Coordinate labeling data:
● ● ●

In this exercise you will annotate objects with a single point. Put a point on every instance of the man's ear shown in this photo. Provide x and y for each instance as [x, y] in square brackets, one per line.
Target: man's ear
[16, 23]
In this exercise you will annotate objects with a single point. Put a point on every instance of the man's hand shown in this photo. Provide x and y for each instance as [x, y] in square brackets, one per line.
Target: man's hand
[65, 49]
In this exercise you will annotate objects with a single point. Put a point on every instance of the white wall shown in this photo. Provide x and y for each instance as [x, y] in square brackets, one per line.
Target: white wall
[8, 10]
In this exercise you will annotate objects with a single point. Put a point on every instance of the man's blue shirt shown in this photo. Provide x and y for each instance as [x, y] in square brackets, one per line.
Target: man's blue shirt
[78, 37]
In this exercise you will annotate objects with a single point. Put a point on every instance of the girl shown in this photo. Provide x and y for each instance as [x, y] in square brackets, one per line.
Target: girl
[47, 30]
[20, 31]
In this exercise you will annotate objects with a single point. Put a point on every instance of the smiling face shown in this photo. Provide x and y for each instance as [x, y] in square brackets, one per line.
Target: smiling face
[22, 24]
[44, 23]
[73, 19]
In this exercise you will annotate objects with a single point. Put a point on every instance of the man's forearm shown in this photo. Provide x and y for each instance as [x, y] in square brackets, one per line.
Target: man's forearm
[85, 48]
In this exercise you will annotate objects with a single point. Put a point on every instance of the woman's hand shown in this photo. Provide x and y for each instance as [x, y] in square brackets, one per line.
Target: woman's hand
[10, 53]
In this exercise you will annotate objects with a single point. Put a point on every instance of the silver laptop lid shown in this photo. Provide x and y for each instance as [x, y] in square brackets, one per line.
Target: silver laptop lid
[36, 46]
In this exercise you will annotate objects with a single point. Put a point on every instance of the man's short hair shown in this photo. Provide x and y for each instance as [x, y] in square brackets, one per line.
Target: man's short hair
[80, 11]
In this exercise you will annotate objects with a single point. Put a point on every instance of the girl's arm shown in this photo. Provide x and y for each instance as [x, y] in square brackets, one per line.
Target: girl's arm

● ● ●

* _WRITTEN INSTRUCTION_: Output the listing above word for word.

* _RESULT_:
In this exercise you will annotate objects with a single point. Put a point on every instance of the man's ear shown in this photo. Provide x and y for each instance as [x, y] in square brackets, one per line.
Target: man's ear
[16, 23]
In this exercise you will annotate objects with a single point. Put a point on every instance of the man's hand shown in this photo. Provide x and y for each instance as [x, y] in square brackets, one per line.
Target: man's hand
[65, 49]
In this exercise you will annotate objects with a single point. Put a point on every instance of the white wall shown in this photo. Provide x and y for each instance as [x, y] in square brackets, one per line.
Target: white wall
[8, 10]
In this exercise you will annotate objects with a single point. Put a point on every instance of the man's blue shirt shown in this photo. Provide x and y for each instance as [x, y] in square brackets, one per line.
Target: man's blue shirt
[78, 37]
In this exercise you will annotate objects with a single point. Put a point on every instance of the girl shown in this photo. Provide x and y for each instance as [x, y] in square brackets, one per line.
Target: girl
[47, 30]
[20, 31]
In this exercise you will annotate objects with a single point. Put a point on every instance of the smiling face shown in this photo. Provide x and y for each instance as [x, y] in square brackets, one per line.
Target: smiling face
[22, 24]
[44, 23]
[73, 19]
In this exercise you will annotate objects with a single point. Put a point on every instance of the man's forearm shown in this photo. Provide x and y for each instance as [x, y] in square brackets, one per line.
Target: man's forearm
[85, 48]
In this exercise you will annotate objects with a single point. Put a point on every instance of the woman's hand shown in this photo. Provide x and y for each instance as [x, y] in square brackets, one per line.
Target: woman's hand
[10, 53]
In this exercise you will annotate objects with a single point. Put a point on every instance of the silver laptop lid shown in this photo. Provide x and y for each instance as [x, y] in square brackets, one per line.
Target: silver laptop lid
[36, 46]
In this exercise you will annotate objects with a single point. Put a point on every instance of the man's short hair shown in this photo. Provide x and y for each instance as [x, y] in square brackets, one per line.
Target: man's short hair
[80, 11]
In this exercise you will annotate objects with a single point. Put a point on every instance of the girl's arm shown in this photo. Provide x and y for each instance as [x, y] in square brackets, one per line.
Target: girl's arm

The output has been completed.